▶ **Excerpt to read**:

════

Lately I have been thinking a lot about how good I have it. My life is really quite ideal. I have 3 amazing kids who I love more than anything I could have ever imagined. I have a fabulous husband who treats me so well, and is so loving, giving, hard working... not to mention he is the best father I know. He is always worried about weather he is doing enough, doing what's right, teaching them what they need to know, spending enough time with them... is he to hard on them, not hard enough???? He is always evaluating his standing as husband, father, leader of our home and family; and adjusting if he sees fit. I have a beautiful house, that I love. I have a nice car, that I equally love! I have great extended family who love and support us in all we do even though we don't see them that often. I have a nanny who helps me out tremendously in my day to day life. She is such a blessing. I am so lucky that I can work a little and have my kids just outside my door. She helps out so I can get household chores done without interruption from my children. I get to do something most Moms only dream off... go grocery shopping alone! It makes it possible for me to have quality one on one time with each of my kids.
In short... I'm spoiled. And I know it.
So why do I feel so many emotions that are so contrary to all I have stated above? What are these wayward feelings I battle with?
1) guilt. I don't get enough done around the house. I should be able to do more with the time I have.

════

Items from a labeling collection:
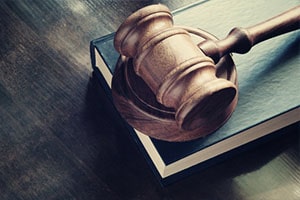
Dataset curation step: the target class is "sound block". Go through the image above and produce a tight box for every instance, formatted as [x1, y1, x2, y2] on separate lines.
[112, 27, 238, 142]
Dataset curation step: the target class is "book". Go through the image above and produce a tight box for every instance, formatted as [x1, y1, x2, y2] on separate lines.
[90, 0, 300, 185]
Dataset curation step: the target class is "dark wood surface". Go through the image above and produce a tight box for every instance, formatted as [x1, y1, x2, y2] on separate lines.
[0, 0, 300, 200]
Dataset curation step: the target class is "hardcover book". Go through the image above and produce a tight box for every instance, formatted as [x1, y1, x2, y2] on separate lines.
[90, 0, 300, 184]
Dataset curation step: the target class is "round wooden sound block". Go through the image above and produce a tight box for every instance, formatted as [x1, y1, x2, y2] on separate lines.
[112, 27, 238, 142]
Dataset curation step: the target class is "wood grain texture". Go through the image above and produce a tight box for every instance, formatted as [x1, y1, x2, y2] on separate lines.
[0, 0, 300, 200]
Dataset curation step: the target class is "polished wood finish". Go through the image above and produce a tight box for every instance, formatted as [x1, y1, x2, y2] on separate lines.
[112, 26, 237, 142]
[0, 0, 300, 200]
[112, 4, 300, 141]
[198, 6, 300, 62]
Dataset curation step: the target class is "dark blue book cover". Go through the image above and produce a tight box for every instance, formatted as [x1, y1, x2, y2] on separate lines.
[91, 0, 300, 182]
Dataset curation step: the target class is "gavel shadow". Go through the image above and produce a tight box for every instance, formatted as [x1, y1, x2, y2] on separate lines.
[238, 34, 300, 93]
[86, 66, 299, 195]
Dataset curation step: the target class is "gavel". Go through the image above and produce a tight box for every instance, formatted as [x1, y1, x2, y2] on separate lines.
[112, 4, 300, 141]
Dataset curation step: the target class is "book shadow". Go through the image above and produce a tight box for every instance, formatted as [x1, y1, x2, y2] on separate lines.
[86, 69, 299, 199]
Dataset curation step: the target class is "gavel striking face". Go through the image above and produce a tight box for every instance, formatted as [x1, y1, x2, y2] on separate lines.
[113, 4, 299, 141]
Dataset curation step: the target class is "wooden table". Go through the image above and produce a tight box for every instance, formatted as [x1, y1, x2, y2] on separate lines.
[0, 0, 300, 200]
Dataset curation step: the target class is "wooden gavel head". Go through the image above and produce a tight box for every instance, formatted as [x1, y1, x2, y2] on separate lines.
[112, 4, 300, 141]
[113, 5, 238, 141]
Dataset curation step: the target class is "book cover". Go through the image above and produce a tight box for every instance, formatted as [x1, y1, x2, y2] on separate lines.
[91, 0, 300, 184]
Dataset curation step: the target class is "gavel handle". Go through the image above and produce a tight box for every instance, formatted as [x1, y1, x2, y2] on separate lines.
[198, 6, 300, 62]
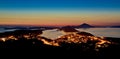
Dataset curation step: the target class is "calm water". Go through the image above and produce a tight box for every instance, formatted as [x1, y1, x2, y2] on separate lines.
[42, 28, 120, 39]
[0, 28, 120, 39]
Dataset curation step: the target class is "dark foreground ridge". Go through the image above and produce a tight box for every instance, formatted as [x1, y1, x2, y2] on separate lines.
[0, 30, 120, 59]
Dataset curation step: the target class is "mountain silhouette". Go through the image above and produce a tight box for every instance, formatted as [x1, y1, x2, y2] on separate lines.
[78, 23, 94, 28]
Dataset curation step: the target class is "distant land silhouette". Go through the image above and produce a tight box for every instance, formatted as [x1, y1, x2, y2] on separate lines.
[0, 23, 120, 30]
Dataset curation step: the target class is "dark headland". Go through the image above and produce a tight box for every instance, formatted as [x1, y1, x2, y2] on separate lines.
[0, 27, 120, 59]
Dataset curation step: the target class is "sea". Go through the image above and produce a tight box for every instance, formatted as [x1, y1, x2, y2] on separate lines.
[0, 28, 120, 40]
[42, 28, 120, 39]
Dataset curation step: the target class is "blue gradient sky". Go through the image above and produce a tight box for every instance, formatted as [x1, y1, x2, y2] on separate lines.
[0, 0, 120, 25]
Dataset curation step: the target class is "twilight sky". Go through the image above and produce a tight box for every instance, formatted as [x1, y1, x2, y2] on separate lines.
[0, 0, 120, 26]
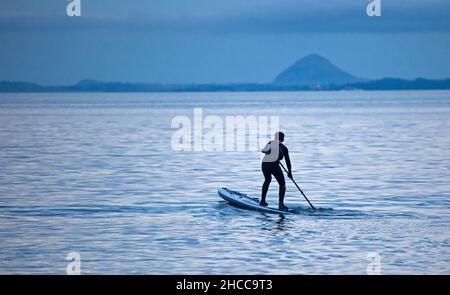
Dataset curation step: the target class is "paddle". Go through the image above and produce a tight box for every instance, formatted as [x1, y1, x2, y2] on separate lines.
[280, 162, 316, 210]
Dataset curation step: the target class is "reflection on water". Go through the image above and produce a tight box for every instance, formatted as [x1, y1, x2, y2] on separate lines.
[0, 91, 450, 274]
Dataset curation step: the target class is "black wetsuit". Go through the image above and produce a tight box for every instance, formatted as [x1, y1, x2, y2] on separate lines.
[261, 142, 291, 205]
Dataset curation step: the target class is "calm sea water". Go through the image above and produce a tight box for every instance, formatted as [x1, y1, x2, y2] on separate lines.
[0, 91, 450, 274]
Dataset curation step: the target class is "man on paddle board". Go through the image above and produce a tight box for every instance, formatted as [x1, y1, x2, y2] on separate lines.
[259, 132, 292, 210]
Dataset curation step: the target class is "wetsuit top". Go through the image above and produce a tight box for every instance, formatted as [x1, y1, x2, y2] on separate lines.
[261, 141, 291, 172]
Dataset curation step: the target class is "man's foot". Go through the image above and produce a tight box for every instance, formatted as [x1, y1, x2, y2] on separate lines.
[278, 204, 289, 211]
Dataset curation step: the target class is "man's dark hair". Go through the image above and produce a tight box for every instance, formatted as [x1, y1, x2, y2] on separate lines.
[275, 131, 284, 142]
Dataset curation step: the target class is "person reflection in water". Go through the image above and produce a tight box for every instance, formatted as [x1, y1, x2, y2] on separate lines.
[259, 132, 292, 210]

════

▶ **What is required**:
In the post about feeling spoiled, which wayward feeling is listed first?

▶ **Response below**:
Guilt, over not getting enough done around the house.